--- start Data entries ---

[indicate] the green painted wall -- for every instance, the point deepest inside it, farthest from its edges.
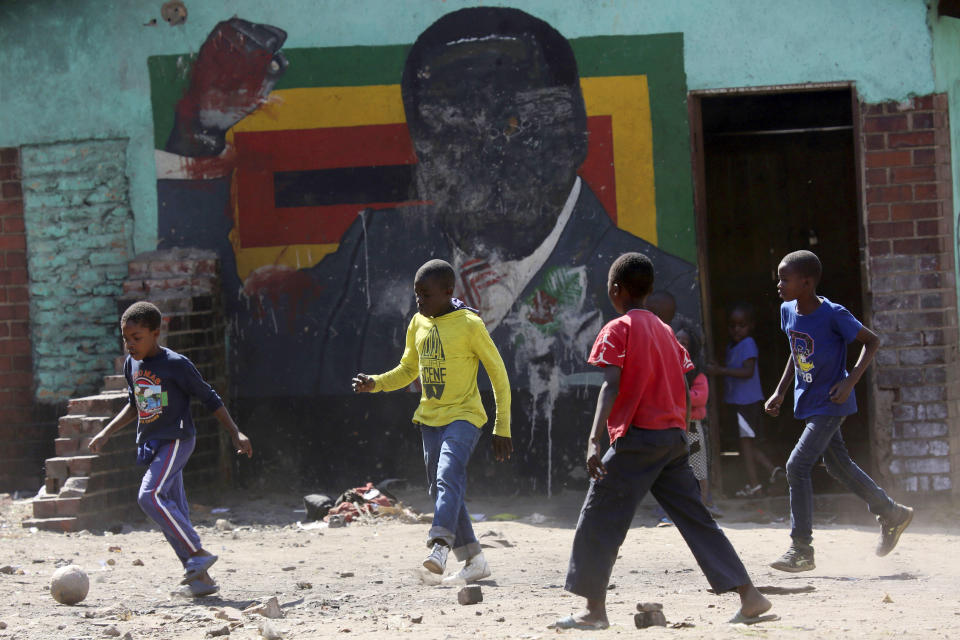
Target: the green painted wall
(77, 69)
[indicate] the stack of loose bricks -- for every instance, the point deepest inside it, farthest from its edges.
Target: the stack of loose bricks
(95, 491)
(910, 238)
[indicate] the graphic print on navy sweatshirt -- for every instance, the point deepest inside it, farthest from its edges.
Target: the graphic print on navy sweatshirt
(150, 396)
(433, 371)
(802, 346)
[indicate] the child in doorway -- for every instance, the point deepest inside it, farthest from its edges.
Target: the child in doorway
(644, 405)
(446, 341)
(743, 397)
(689, 338)
(819, 331)
(160, 383)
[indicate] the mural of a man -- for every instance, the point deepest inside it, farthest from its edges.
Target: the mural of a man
(494, 108)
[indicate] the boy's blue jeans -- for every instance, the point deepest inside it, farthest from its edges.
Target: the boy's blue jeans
(446, 451)
(822, 437)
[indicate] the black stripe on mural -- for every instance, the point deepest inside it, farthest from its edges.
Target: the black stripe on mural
(345, 185)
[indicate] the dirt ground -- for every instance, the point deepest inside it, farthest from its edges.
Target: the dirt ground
(362, 580)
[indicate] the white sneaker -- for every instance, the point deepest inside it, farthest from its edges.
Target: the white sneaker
(436, 562)
(476, 568)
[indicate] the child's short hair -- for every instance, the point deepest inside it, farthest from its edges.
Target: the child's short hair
(696, 341)
(439, 269)
(144, 313)
(634, 272)
(746, 309)
(804, 262)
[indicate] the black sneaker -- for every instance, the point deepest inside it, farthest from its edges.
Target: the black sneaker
(891, 527)
(797, 558)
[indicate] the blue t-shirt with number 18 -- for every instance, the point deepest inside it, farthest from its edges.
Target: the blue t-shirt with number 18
(818, 344)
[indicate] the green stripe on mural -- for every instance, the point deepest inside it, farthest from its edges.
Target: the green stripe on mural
(659, 57)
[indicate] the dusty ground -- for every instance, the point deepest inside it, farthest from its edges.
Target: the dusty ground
(360, 581)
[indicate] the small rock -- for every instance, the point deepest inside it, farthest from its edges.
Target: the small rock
(646, 619)
(269, 609)
(229, 613)
(317, 506)
(269, 631)
(471, 594)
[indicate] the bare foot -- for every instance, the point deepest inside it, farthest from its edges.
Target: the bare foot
(595, 612)
(752, 602)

--- end Data entries ---

■ Direction:
Give the entries again without a single change, but with no pictures.

■ Result below:
[indicate] the green painted wall -- for every instance, the point deepest inside it, farthest from its edges.
Target: the green painted wall
(77, 69)
[indicate] the stack of loose bricks -- for every instance, the point deepest inside it, farthest from its edges.
Target: the stack of loose bricks
(95, 491)
(910, 238)
[indicate] the graphic print on navy sweatshirt -- for every instance, the point deepest inside it, farthest from its edges.
Target: the graphic print on navy sweatshirt
(150, 396)
(433, 371)
(802, 346)
[indicate] the child in doorway -- for every instance, the point deepest inside it, farthest from its edges.
Target: the child in doorway
(644, 405)
(446, 341)
(743, 397)
(689, 338)
(819, 331)
(160, 383)
[indicate] the mural of a man -- for every instance, the point deepest inside it, farthest from its edges.
Target: the mural of a man
(494, 108)
[indicate] the boy's blue jeans -- for every instance, the point deepest inside it, farthest from its edges.
Target: the boy's blue jeans
(446, 451)
(822, 437)
[indicate] the black stripe on mural -- for every instance, the point deepest inside it, farthest from its edges.
Target: the black stripe on mural
(345, 185)
[indicate] the dirt ground -- for every instance, the point deepest inside it, farthest from its edges.
Target: the dirt ground
(362, 580)
[indicate] the white sneaker -- for every instance, the point deepest inside it, farthest from its edges.
Target: the white sneaker
(436, 562)
(476, 568)
[indicate] the child's short hair -- for every instance, the point deepest inside it, farthest from its edges.
Target: the child's short hair
(696, 341)
(439, 269)
(144, 313)
(634, 272)
(746, 309)
(804, 262)
[indicate] the black sneaker -- for every instance, the point deepest inside it, farthest from its edges.
Target: the black sneaker
(891, 527)
(797, 558)
[indicate] the blue t-shirt with number 18 -- for every instance, the point deepest inside it, farthest from its edges.
Target: the blue t-shirt with number 18
(818, 344)
[indicate] the green stripe on mural -- for every instance, the point deepest inside it, farthest from its edges.
Target: the green stripe on mural
(659, 57)
[indicate] the dusty ground -- for every instance, the point deepest inside it, farthest from its edges.
Target: the dusty ground
(360, 581)
[indicate] the small rock -- for every instance, the point deepest inside it, farthest from its edges.
Target: the small rock
(646, 619)
(269, 609)
(229, 613)
(317, 506)
(269, 631)
(471, 594)
[indicate] the bare foot -- for every instance, the point deepest inside it, farthest from its edges.
Target: the bare foot
(595, 612)
(752, 602)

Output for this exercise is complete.